# Input records
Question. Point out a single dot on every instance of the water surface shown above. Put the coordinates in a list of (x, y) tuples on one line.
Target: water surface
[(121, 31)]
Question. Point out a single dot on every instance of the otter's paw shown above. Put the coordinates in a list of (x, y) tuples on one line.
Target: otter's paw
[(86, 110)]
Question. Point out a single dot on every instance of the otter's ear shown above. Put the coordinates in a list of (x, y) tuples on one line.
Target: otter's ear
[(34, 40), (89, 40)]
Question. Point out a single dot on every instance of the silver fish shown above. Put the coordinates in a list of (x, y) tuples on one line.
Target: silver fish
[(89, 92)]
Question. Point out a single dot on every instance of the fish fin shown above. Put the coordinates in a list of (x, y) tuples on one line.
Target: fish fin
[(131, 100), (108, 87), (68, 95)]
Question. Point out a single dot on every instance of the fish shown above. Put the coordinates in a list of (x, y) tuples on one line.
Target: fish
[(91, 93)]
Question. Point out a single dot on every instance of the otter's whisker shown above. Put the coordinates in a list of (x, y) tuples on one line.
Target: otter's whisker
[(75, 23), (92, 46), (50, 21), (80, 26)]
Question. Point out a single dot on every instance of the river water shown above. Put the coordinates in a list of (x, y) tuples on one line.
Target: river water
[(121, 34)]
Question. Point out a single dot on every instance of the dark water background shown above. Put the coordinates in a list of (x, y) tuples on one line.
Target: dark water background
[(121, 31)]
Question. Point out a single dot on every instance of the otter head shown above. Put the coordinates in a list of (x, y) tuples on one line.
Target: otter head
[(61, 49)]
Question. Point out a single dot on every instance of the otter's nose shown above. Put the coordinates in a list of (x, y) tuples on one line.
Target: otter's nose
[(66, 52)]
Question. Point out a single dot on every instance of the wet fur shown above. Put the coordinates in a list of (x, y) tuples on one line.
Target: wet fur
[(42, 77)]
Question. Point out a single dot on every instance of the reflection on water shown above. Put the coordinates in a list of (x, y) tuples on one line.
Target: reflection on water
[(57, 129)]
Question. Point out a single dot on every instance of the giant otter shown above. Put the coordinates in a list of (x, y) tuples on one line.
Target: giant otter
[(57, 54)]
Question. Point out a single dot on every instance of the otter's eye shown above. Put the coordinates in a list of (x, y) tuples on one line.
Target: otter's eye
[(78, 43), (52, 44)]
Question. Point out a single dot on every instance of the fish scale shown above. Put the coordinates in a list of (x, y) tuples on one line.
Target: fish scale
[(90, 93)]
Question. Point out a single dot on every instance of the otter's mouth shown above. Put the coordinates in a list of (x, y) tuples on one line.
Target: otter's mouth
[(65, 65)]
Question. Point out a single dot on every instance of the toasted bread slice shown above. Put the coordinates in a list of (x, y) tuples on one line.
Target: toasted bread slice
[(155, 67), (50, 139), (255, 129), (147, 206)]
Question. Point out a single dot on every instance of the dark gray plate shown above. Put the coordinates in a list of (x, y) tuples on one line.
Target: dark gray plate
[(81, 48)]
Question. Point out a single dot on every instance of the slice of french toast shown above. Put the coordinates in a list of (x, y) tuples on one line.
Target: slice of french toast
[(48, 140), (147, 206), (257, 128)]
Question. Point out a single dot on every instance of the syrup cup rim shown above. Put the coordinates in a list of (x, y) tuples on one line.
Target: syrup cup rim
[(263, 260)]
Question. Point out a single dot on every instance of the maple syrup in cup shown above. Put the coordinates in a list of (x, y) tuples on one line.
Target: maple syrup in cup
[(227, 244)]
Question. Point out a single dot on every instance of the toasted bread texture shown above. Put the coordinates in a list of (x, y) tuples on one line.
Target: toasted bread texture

# What is being asked
Render all of the data above as a Markdown table with the columns "Row" and "Line", one row per line of the data in order, leaving out blank lines.

# Written response
| Row | Line |
|---|---|
| 1 | Question. Point out a single dot on every instance of the water surface shown above. Put the coordinates in a list of (x, y) tuples on one line. |
| 2 | Target: water surface |
| 3 | [(121, 31)] |
| 4 | Question. Point out a single dot on every instance of the otter's paw shown above. Put the coordinates in a list of (x, y) tuples on one line. |
| 5 | Target: otter's paw |
| 6 | [(86, 110)] |
| 7 | Question. Point out a single dot on every instance of the otter's ear shown above. Put the coordinates in a list of (x, y) tuples on one line. |
| 8 | Target: otter's ear |
| 9 | [(34, 40), (89, 40)] |
| 10 | Question. Point out a single dot on every instance of the silver fish shown above. Put the coordinates in a list of (x, y) tuples on one line. |
| 11 | Target: silver fish |
| 12 | [(89, 92)] |
| 13 | Question. Point out a single dot on every instance of the fish fin shown above. Put the coordinates in a list of (x, y) tuples on one line. |
| 14 | Target: fish fin |
| 15 | [(131, 100), (108, 87), (68, 95)] |
| 16 | Question. Point out a single dot on every instance of the fish shown above. Put the coordinates in a list of (x, y) tuples on one line. |
| 17 | Target: fish |
| 18 | [(91, 93)] |
| 19 | Question. Point out a single dot on every instance of the otter's whisker shown above. Put the coordinates in a list of (x, y) tuples on one line. |
| 20 | Target: otter's whisker |
| 21 | [(75, 23), (92, 46), (50, 21), (80, 26)] |
| 22 | Question. Point out a single dot on every instance of the river water shown above. Put the coordinates in a list of (x, y) tuples on one line. |
| 23 | Target: river water |
| 24 | [(121, 34)] |
| 25 | Question. Point out a single dot on every instance of the dark water background shown above. Put the coordinates in a list of (x, y) tuples on one line. |
| 26 | Target: dark water background |
| 27 | [(121, 31)] |
| 28 | Question. Point out a single dot on every instance of the otter head shown above. Put the coordinates in a list of (x, y) tuples on one line. |
| 29 | Target: otter head |
| 30 | [(61, 49)] |
| 31 | Question. Point out a single dot on every instance of the otter's nose shown above. Put the coordinates in a list of (x, y) tuples on one line. |
| 32 | Target: otter's nose |
| 33 | [(66, 52)] |
| 34 | Question. Point out a single dot on every instance of the wet fur shown above. Put the coordinates in a list of (x, y) tuples on one line. |
| 35 | Target: wet fur |
| 36 | [(42, 77)] |
| 37 | Question. Point out a single dot on every instance of the reflection on water shown above. Put the coordinates in a list of (x, y) tuples on one line. |
| 38 | Target: reflection on water |
| 39 | [(57, 129)] |
| 40 | Question. Point out a single dot on every instance of the giant otter shown above. Put the coordinates in a list of (x, y) tuples on one line. |
| 41 | Target: giant otter |
| 42 | [(57, 54)] |
| 43 | Question. Point out a single dot on every instance of the otter's eye shown above. Put the coordinates in a list of (x, y) tuples on one line. |
| 44 | Target: otter's eye |
| 45 | [(78, 43), (52, 44)] |
| 46 | Question. Point out a single dot on every instance of the fish scale shown above. Put the coordinates in a list of (x, y) tuples on one line. |
| 47 | Target: fish scale |
| 48 | [(90, 93)] |
| 49 | Question. Point out a single dot on every instance of the otter's mouth shown above. Put the coordinates in a list of (x, y) tuples on one line. |
| 50 | Target: otter's mouth |
| 51 | [(65, 65)] |
| 52 | Question. Point out a single dot on every instance of the toasted bread slice shown above. Put the coordinates in a list of (x, y) tuples on one line. |
| 53 | Target: toasted bread slice |
| 54 | [(155, 67), (50, 139), (255, 129), (147, 206)] |
| 55 | Question. Point out a single dot on every instance of the dark gray plate shown above. Put the coordinates in a list of (x, y) tuples on one line. |
| 56 | Target: dark gray plate |
| 57 | [(81, 48)] |
| 58 | Question. Point out a single dot on every instance of the slice of french toast shown above. Put the coordinates in a list of (x, y) tuples on one line. |
| 59 | Target: slice of french toast |
| 60 | [(48, 140), (147, 206), (257, 128)] |
| 61 | Question. Point out a single dot on every instance of the syrup cup rim shown above. Put the coordinates in a list of (x, y) tuples on one line. |
| 62 | Target: syrup cup rim |
| 63 | [(263, 260)] |
| 64 | Question. Point out a single dot on every instance of the maple syrup in cup shown above. Put the coordinates in a list of (x, y) tuples on one line. |
| 65 | Target: maple syrup in cup |
| 66 | [(227, 244)] |
| 67 | Question. Point out a single dot on every instance of the toasted bread texture shown above. Put the coordinates in a list of (x, y) tuples on one line. |
| 68 | Target: toasted bread texture |